> [Selected text]:

March
8, 2005
Supreme Court Justice Anthony Kennedy last week demonstrated for all
to see that, like many judges today, he and a majority of his
colleagues
see themselves as the final arbiters not just of the meaning of the
Constitution but of all public-policy questions. They sit not
as jurists
but as unelected superlegislators with the power to do just about anything
they want about anything brought before them.
His
majority decision in the death-penalty case Roper v. Simmons cites nearly
everything from changing societal mores to the feelings of foreign elites
to justify reversing a previous decision he had himself supported. With
scant reference to the Constitution he is charged with interpreting,
he wrote a revealing opinion suggesting that his earlier vote and his
present opinion were mere personal opinions from a man with the power
to impose those opinions on his fellow citizens.
It’s
no wonder that so many conservatives are demanding that the president
appoint men and women to the judiciary who have at least a passing familiarity
with the Constitution and an appreciation of the fact that the judiciary
and the legislative branches of government fulfill different roles in
a free society.
The
tendency of judges to want to act as legislators is nothing new, of
course, and even though Kennedy’s reasoning is particularly egregious
he and his colleagues are not alone in usurping power that more rightly
belongs to elected officials. In recent years, the courts have forced
their will on governors, mayors and just about everyone within their
sight and done so in ways that have handcuffed elected officials and
prevented their successors from adjusting policies as times have changed.
Government
officials trying to get out from under lawsuits filed by one group or
another have too often been forced by judges to agree to a course of
conduct calculated to satisfy both the demands of the folks bringing
suit and the whims of the judge hearing it. To be fair, many of these
agreements may have seemed reasonable enough when they were agreed to
but make little sense today. Virtually all of them reduce the scope
of democratic self-governance by tying the hands of elected officials
and the governed alike.

> [Listing]:
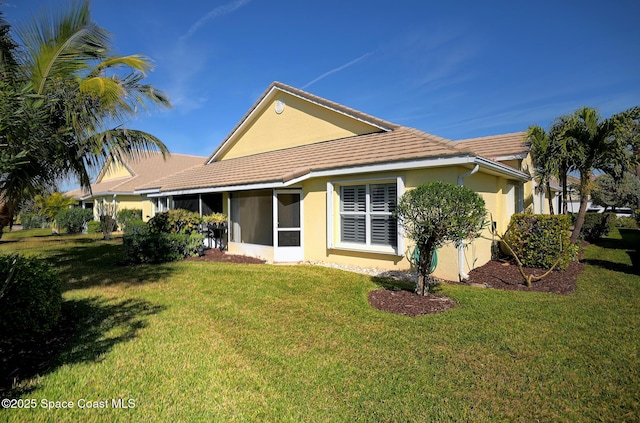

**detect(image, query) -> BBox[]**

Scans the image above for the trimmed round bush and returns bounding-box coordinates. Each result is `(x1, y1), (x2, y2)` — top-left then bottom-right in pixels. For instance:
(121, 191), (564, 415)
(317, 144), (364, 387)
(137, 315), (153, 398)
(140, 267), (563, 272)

(56, 207), (93, 234)
(0, 255), (62, 341)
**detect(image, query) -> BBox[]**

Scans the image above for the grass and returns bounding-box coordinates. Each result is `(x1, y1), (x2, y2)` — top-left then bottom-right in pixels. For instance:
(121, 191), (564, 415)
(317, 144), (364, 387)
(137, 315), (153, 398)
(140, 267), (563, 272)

(0, 230), (640, 422)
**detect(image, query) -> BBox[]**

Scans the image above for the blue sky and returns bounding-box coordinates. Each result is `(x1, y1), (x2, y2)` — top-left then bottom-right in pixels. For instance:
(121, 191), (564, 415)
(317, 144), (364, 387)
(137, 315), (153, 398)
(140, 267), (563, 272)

(3, 0), (640, 160)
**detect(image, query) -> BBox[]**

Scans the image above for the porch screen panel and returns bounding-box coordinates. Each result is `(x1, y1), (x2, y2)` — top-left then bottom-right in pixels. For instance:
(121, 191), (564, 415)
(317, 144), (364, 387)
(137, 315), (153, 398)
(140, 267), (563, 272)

(173, 195), (200, 213)
(370, 184), (398, 247)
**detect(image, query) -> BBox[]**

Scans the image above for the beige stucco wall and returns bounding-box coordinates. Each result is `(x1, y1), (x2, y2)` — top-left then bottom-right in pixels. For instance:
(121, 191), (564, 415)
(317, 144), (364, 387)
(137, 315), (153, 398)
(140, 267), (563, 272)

(219, 92), (379, 160)
(302, 167), (506, 280)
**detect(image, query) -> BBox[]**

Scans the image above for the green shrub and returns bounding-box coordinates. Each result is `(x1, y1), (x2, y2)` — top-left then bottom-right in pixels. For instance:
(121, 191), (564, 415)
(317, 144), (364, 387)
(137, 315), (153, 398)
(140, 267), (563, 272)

(0, 255), (62, 341)
(116, 209), (142, 232)
(56, 207), (93, 234)
(124, 219), (149, 236)
(149, 209), (203, 235)
(580, 213), (616, 241)
(504, 214), (577, 269)
(20, 213), (47, 229)
(615, 216), (638, 229)
(202, 213), (227, 223)
(123, 233), (204, 263)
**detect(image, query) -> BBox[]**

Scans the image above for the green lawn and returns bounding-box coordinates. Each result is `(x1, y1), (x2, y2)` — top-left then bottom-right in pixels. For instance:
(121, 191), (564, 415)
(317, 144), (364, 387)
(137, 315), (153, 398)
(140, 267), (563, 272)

(0, 231), (640, 422)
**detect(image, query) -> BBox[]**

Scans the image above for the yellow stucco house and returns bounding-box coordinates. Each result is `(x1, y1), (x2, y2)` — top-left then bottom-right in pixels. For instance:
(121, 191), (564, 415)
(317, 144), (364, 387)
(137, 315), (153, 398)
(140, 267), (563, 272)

(67, 152), (207, 225)
(135, 82), (544, 280)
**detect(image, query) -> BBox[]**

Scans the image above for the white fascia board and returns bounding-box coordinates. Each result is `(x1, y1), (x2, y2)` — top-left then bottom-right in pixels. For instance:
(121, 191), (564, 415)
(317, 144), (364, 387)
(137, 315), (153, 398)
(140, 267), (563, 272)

(147, 182), (289, 197)
(276, 87), (391, 132)
(133, 188), (160, 195)
(496, 154), (527, 162)
(474, 157), (531, 181)
(207, 87), (391, 164)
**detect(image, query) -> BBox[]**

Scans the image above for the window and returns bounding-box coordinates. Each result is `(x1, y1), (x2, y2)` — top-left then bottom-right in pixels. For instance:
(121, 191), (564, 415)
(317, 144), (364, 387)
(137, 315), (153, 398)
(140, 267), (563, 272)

(340, 183), (398, 248)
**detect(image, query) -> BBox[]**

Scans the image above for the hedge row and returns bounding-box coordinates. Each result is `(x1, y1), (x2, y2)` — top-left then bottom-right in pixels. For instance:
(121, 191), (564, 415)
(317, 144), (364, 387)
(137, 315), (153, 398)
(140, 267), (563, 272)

(0, 255), (62, 342)
(123, 233), (204, 263)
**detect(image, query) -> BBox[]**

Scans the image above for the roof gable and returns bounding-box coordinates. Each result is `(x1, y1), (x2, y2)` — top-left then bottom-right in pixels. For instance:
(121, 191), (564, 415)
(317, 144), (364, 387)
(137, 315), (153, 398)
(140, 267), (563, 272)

(208, 82), (397, 163)
(456, 132), (531, 161)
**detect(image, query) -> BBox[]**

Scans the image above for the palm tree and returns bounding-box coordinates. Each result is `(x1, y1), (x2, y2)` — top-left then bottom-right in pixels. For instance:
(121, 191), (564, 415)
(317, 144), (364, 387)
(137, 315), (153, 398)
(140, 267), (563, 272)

(564, 107), (632, 243)
(0, 0), (170, 236)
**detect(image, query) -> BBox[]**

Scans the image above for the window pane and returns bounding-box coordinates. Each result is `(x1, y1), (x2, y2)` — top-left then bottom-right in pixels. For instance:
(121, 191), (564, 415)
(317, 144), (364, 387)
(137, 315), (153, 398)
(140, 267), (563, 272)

(371, 216), (398, 247)
(173, 195), (200, 212)
(371, 184), (396, 213)
(340, 185), (367, 212)
(340, 216), (367, 244)
(278, 194), (300, 228)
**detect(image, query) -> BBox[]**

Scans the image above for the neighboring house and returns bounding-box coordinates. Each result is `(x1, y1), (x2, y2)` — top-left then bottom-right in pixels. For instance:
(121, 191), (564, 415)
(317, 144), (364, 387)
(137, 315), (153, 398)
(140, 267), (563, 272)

(67, 152), (207, 225)
(136, 82), (533, 280)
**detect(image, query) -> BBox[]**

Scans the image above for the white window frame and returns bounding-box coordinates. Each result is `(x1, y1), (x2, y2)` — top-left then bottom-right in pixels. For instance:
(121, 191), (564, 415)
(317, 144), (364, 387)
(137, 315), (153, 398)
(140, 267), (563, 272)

(327, 176), (405, 256)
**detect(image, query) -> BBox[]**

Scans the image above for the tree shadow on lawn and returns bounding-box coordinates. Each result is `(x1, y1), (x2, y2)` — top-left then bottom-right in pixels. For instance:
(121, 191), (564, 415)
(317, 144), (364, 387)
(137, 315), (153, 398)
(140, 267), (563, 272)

(0, 297), (166, 398)
(581, 229), (640, 275)
(49, 241), (178, 291)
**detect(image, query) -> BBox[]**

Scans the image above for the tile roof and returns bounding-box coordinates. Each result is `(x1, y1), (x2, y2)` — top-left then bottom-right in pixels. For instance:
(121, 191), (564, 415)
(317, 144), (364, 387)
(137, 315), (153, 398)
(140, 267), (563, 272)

(138, 126), (473, 191)
(68, 152), (206, 198)
(456, 132), (530, 160)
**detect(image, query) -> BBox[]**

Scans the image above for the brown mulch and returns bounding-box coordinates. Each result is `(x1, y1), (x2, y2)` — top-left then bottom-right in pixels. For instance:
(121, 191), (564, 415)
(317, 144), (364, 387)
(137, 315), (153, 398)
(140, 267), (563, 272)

(369, 261), (584, 317)
(185, 252), (584, 317)
(185, 248), (265, 264)
(369, 289), (456, 317)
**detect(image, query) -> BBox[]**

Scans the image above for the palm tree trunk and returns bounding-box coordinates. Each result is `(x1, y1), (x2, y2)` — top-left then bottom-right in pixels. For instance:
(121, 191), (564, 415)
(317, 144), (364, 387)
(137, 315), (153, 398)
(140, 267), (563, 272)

(571, 175), (590, 244)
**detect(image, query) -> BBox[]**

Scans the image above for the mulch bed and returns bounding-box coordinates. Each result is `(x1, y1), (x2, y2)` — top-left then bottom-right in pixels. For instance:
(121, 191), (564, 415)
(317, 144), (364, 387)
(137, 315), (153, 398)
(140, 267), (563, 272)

(185, 248), (265, 264)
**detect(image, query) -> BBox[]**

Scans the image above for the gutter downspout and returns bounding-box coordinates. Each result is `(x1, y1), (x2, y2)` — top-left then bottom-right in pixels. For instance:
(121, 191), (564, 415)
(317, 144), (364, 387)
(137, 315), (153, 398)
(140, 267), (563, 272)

(458, 164), (480, 281)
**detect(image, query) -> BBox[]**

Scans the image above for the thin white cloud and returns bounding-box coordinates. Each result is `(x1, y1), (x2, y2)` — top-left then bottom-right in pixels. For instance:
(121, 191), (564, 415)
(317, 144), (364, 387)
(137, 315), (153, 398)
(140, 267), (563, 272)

(180, 0), (251, 40)
(302, 51), (373, 90)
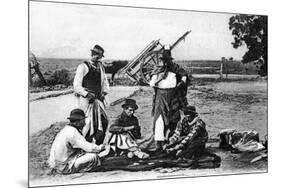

> [Required task 1]: Decide whether each statement agrees with the essay on judges acting as legislators, answering yes or no and quoting the deciding words: (a) Kennedy's majority opinion in Roper v. Simmons reversed a decision he had earlier supported. (b) Judges wanting to act as legislators is a new development. (c) The agreements judges pressed on government officials all still make sense today.
> [Required task 2]: Carry on the essay on judges acting as legislators from its last sentence.
The records have nothing to do with the essay on judges acting as legislators.

> [Written answer 1]:
(a) Yes: "to justify reversing a previous decision he had himself supported."
(b) No: "The tendency of judges to want to act as legislators is nothing new."
(c) No: "many of these agreements may have seemed reasonable enough when they were agreed to but make little sense today."

> [Written answer 2]:
You
see, Kennedy may have the power to reimagine the Constitution whenever
he changes his mind, but elected officials bound by decades-old agreements
entered into while they were in grade school are stuck with them even
if they no longer make any sense at all.
Consider
just a few examples: In New York, a 30-year-old consent decree is forcing
Hispanic children into bilingual education programs — over the
objections of their own parents who would prefer that they be taught
English — because 30 years ago a judge thought they should be
taught in Spanish rather than English. And in Los Angeles, transit officials
are forced to spend almost half of all transit money on buses not because
the bus system needs the money or because spending it on buses rather
than other modes of transportation makes sense but because a judge said
long ago that this is the way the city’s spending must be allocated.
Sen.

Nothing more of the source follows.